SHORT PROBLEM
Output all of the records exactly as written.

Excerpts of pointing data
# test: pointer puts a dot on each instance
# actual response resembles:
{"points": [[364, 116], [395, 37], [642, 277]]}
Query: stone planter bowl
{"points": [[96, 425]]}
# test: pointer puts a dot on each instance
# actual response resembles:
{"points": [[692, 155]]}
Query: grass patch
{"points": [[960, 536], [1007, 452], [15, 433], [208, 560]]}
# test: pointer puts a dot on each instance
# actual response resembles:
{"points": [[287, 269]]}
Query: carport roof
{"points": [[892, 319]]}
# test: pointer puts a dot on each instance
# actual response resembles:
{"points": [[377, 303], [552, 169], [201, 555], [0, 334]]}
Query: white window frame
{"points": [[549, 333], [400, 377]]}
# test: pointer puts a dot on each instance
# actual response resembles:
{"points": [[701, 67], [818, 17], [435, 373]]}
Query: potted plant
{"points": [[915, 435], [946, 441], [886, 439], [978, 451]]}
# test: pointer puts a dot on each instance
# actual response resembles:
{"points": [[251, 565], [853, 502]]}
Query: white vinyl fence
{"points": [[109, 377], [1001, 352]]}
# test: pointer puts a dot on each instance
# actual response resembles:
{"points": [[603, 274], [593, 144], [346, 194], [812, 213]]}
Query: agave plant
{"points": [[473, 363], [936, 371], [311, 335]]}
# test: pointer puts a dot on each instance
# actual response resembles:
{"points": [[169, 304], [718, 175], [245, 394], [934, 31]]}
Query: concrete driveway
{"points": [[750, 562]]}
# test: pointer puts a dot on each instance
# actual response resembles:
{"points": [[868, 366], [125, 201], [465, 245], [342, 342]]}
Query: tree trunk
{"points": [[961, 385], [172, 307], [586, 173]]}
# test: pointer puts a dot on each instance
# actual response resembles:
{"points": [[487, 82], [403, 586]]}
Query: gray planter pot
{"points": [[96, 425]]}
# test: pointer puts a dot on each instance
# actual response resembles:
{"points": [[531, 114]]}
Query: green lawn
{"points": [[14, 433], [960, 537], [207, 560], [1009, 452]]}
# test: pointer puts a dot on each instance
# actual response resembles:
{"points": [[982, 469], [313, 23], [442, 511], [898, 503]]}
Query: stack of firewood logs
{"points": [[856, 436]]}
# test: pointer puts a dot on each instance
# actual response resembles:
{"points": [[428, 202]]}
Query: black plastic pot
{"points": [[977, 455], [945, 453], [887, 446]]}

EXERCISE RESULT
# test: pointer puts a dot on each instance
# actual response resembles:
{"points": [[364, 116], [395, 37], [642, 277]]}
Query: stone planter bowl
{"points": [[96, 425]]}
# test: pointer puts a dot on each instance
# actual response resembles:
{"points": [[692, 155]]}
Query: grass patch
{"points": [[960, 536], [1007, 452], [15, 433], [208, 560]]}
# test: pointer puts a dot on each instance
# actual response resembles:
{"points": [[287, 269]]}
Query: carport roof
{"points": [[892, 319]]}
# test: pointer puts a dot on each instance
# actual response resembles:
{"points": [[377, 303], [552, 169], [201, 555], [0, 334]]}
Query: white window frame
{"points": [[549, 333], [400, 377]]}
# test: pointer puts a dot on each instance
# actual response resembles:
{"points": [[701, 67], [818, 17], [435, 373]]}
Query: potted plant
{"points": [[915, 435], [946, 441], [886, 439], [978, 451]]}
# test: pointer puts a dot on each instance
# actual response resembles:
{"points": [[251, 565], [853, 502]]}
Query: white vinyl fence
{"points": [[109, 377], [1001, 352]]}
# test: pointer puts a dot on each instance
# actual response resembles:
{"points": [[603, 274], [593, 144], [346, 194], [812, 213]]}
Query: agave plant
{"points": [[473, 363], [936, 371], [311, 335]]}
# test: pointer puts a dot on each instance
# actual response resembles:
{"points": [[169, 304], [718, 175], [245, 394], [934, 31]]}
Query: concrete driveway
{"points": [[750, 562]]}
# test: pointer puts a dot on each instance
# actual response resembles:
{"points": [[868, 366], [125, 201], [465, 245], [342, 342]]}
Query: tree trunk
{"points": [[961, 385], [172, 307], [586, 173]]}
# test: pointer puts a dot on each instance
# actual response resembles:
{"points": [[487, 82], [403, 586]]}
Query: gray planter pot
{"points": [[96, 425]]}
# test: pointer puts a dot on each instance
# actual response resembles:
{"points": [[531, 114]]}
Query: green lawn
{"points": [[14, 433], [960, 537], [207, 560], [1009, 452]]}
# test: pointer puts a dot on each instance
# actual response resembles:
{"points": [[982, 469], [313, 23], [442, 511], [898, 503]]}
Query: stack of firewood logs
{"points": [[856, 436]]}
# test: pointer puts a dot on each instance
# actual response resembles:
{"points": [[428, 202]]}
Query: black plastic pot
{"points": [[977, 455], [945, 453], [887, 446]]}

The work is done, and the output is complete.